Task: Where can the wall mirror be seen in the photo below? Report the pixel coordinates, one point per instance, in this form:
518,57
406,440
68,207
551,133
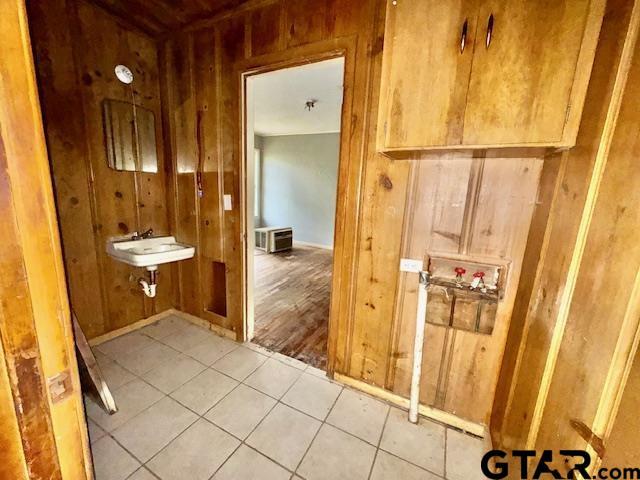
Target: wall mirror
130,137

▸ TASK DETAILS
Everything in the records above should be printed again exactly, except the pictures.

▸ EXPECTED ANSWER
Task: Where can the wall mirror be seen in the photo below? Report the pixel coordinates, one point per instance, in this form:
518,57
406,440
68,207
551,133
Target: wall mirror
130,137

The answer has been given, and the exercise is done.